# Exercise aim:
Below is a set of entries. Print the line that contains "the white snowflake" and every later line word for word, through the final one.

== Recorded data

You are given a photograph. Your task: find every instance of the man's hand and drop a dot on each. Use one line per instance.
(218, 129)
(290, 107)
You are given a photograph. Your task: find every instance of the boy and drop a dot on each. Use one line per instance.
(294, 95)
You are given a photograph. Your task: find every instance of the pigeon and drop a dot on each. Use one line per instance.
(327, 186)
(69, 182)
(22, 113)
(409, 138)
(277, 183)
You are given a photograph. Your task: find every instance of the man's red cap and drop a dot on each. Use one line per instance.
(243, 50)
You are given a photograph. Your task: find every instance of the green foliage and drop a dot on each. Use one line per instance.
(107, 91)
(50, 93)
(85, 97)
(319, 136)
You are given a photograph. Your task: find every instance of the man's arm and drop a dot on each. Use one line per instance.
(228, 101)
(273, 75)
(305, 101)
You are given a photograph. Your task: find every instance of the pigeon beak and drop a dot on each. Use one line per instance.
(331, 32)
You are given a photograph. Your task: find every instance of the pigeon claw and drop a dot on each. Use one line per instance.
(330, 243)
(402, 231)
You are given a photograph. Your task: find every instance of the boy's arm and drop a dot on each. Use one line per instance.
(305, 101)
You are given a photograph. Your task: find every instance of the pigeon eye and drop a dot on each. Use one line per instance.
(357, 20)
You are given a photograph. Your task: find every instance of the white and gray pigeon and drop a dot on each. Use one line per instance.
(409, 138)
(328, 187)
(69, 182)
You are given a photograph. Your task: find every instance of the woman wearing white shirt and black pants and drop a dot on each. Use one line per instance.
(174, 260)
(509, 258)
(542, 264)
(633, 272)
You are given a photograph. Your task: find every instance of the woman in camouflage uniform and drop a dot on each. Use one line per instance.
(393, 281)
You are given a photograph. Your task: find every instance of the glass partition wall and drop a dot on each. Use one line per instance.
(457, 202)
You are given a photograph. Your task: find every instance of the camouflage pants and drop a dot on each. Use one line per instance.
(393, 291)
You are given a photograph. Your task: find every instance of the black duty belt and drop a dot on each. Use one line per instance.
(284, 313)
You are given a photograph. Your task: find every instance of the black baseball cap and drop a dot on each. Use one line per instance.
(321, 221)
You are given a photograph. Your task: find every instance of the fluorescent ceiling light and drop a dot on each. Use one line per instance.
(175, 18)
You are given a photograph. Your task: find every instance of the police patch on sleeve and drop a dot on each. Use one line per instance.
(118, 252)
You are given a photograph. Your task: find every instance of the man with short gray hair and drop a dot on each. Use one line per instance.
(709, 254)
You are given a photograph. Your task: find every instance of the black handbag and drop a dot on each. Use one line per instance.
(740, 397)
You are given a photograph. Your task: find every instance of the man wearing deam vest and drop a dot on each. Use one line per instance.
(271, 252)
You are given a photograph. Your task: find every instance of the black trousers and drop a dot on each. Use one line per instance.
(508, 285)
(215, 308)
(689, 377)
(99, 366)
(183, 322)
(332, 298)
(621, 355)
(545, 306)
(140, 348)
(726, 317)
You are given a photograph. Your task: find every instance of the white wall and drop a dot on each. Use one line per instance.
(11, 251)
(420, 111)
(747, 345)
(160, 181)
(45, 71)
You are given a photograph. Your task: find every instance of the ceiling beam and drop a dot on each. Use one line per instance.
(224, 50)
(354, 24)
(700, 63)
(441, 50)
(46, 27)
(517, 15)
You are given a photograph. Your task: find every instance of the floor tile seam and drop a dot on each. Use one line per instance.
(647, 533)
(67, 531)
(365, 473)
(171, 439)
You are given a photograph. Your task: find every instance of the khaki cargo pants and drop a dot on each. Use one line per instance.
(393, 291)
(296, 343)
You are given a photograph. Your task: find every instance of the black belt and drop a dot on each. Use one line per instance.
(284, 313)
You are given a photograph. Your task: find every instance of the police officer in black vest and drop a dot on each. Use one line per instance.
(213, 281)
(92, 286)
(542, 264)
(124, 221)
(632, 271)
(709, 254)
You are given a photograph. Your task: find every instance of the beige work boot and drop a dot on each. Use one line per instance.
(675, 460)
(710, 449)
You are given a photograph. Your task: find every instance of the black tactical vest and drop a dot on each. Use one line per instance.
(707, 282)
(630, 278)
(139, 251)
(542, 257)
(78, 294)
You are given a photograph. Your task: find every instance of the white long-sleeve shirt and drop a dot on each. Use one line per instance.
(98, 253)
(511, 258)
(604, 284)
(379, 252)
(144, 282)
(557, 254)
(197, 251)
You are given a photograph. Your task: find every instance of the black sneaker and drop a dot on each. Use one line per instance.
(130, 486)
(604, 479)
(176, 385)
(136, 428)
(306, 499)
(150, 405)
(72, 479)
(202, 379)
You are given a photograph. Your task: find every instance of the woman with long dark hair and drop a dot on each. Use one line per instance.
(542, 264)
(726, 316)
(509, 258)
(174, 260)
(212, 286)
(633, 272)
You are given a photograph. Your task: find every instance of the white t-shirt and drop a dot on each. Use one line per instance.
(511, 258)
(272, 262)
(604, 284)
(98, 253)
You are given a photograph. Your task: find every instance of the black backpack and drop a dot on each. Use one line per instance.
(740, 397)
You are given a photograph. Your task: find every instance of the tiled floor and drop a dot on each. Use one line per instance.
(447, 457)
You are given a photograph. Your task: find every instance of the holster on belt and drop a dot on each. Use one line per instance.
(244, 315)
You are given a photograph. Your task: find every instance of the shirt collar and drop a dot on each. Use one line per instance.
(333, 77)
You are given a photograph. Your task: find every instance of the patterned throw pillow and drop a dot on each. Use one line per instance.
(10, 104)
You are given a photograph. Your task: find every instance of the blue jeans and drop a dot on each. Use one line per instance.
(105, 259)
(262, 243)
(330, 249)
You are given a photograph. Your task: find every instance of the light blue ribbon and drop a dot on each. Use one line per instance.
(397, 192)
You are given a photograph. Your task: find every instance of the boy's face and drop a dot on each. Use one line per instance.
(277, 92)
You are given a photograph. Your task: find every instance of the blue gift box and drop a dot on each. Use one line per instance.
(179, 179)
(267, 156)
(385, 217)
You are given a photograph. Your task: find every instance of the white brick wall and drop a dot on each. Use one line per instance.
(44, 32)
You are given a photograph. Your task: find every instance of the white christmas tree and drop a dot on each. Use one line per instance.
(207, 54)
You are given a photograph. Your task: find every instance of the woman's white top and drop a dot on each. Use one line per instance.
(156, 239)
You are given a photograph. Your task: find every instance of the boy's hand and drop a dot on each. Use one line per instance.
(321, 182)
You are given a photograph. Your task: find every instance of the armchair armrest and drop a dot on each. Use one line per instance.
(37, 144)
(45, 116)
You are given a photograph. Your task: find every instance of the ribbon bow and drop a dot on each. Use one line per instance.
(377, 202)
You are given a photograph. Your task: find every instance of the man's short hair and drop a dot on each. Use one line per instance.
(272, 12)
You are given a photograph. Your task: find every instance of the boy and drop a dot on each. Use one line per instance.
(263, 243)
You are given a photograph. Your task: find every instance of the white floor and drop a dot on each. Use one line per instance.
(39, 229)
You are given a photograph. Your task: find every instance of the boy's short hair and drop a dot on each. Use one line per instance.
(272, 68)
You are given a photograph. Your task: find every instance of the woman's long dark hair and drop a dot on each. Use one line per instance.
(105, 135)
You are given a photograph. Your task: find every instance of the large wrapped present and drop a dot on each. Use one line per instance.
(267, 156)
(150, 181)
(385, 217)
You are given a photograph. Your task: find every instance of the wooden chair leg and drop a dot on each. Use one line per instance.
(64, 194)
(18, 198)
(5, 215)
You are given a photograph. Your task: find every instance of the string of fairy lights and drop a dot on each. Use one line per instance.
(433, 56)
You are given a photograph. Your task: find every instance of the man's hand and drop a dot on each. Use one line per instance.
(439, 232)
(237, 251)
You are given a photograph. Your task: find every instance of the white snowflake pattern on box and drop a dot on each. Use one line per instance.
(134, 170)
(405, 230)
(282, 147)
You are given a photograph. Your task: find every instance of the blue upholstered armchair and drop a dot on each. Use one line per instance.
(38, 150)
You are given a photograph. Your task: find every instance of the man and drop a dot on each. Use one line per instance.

====

# Answer to this exercise:
You are given a photograph. Your task: find every instance of the white snowflake pattern on box and drop a dot on each. Use one line per instance.
(134, 170)
(405, 230)
(282, 147)
You are given a photograph. Your task: find every instance of the blue upholstered armchair and drop a dot on each. Use one line per instance.
(38, 150)
You are given a photograph. Your task: find every instance of the man and drop a dot on each. Use one line per instance.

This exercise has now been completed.